Extract |
┏━━

# Applications of the splittance of a graph/ Turning graphs into splitgraphs

Let $$G=(V,E)$$ be a graph. For $$C\subseteq V$$ let $$G[C]$$ be the subgraph of $$G$$ induced by $$C$$.

A split Graph is defined as follow:

$$G$$ is a split graph if there exists a subset $$C\subseteq V$$ so that $$G[C]$$ is a clique and $$G[V\setminus C]$$ is an independant set (edges between $$C$$ and $$V\setminus C$$ do not matter).

There exists an efficient algorithm (linear time) to calculate the shortest sequence of edge insertions & deletions to turn a graph into a split graph (Important: If we also have to remove the edges between $$C$$ and $$V-C$$, then this problem turns $$\textsf{NP}$$-hard).

My question is: what are possible applications of this procedure?

┗━━

Record excerpts |

┏━━

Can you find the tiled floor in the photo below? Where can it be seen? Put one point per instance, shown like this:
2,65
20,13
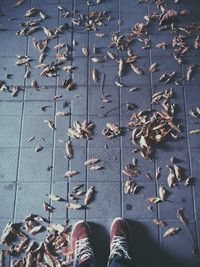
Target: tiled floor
27,177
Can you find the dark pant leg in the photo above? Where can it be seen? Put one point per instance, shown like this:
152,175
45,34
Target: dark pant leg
87,263
118,261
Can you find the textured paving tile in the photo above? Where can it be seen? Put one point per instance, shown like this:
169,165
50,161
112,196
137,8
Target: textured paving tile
96,105
10,108
7,192
10,131
8,164
42,94
177,197
112,203
17,73
195,163
35,166
163,157
30,198
9,38
136,206
109,160
60,211
181,247
143,165
36,108
34,126
61,164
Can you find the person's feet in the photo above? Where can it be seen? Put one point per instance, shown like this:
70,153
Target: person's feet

┗━━

Short problem |
Extend the post on graph splittance past its closing question, keeping its formal tone and notation. The material above has no role in what is asked here.

Result of this task |
My ideas so far:

Of course, if the distance of $$G$$ to a split graph is very small (compared to the number of nodes), we can probably adapt the algorithms for split graphs, and that way obtain efficient implementations for problems that would be $$\textsf{NP}$$-hard on general graphs.

A general situation where we (somewhat probably) have a near-split-graph would be a network to which we add a batch of random new objects, e.g. a company which just got a batch of newcomers.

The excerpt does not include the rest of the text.